**SET EXERCISE**:
Pick out every line of the data below that contains the string "coordinates", treating uppercase and lowercase letters as different, and copy each such line.

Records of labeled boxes

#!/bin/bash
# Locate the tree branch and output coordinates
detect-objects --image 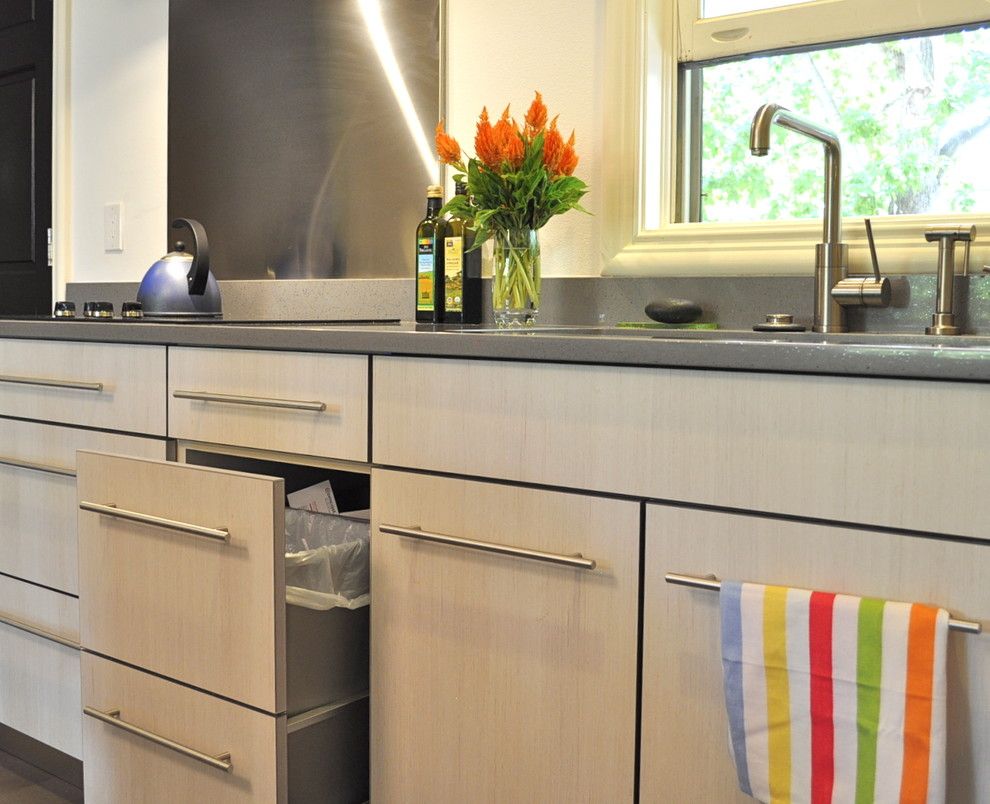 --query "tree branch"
[938,115,990,157]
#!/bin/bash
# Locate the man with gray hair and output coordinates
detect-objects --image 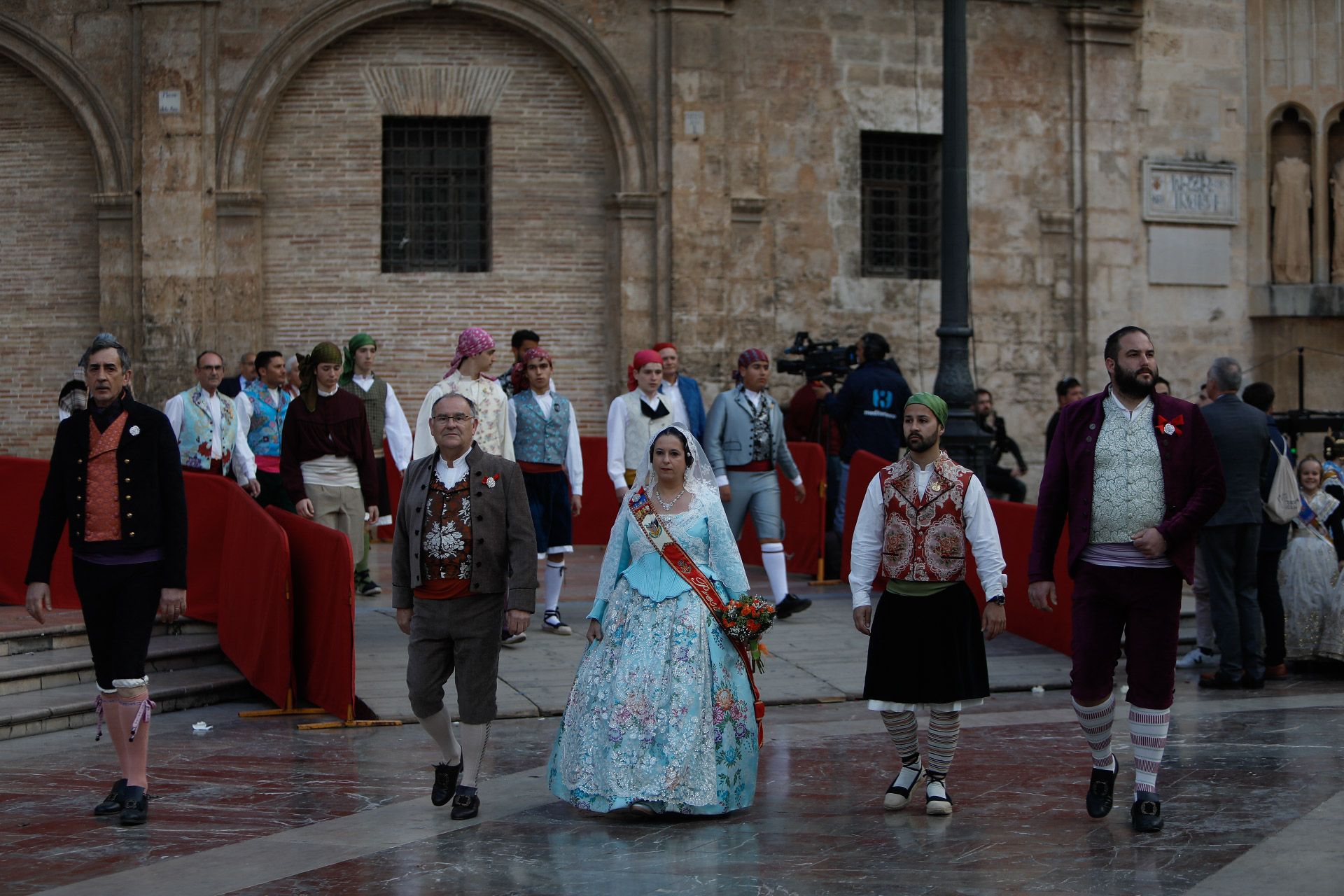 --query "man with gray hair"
[1199,357,1274,689]
[393,392,536,821]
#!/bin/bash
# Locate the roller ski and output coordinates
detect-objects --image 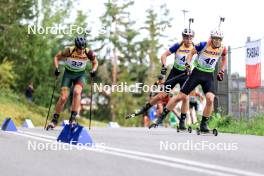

**RESPONSE TO THIS TASK**:
# Locate the tree branch and output coordinates
# Locate the man with gray hair and output coordinates
# Locate the roller ski and output coordinates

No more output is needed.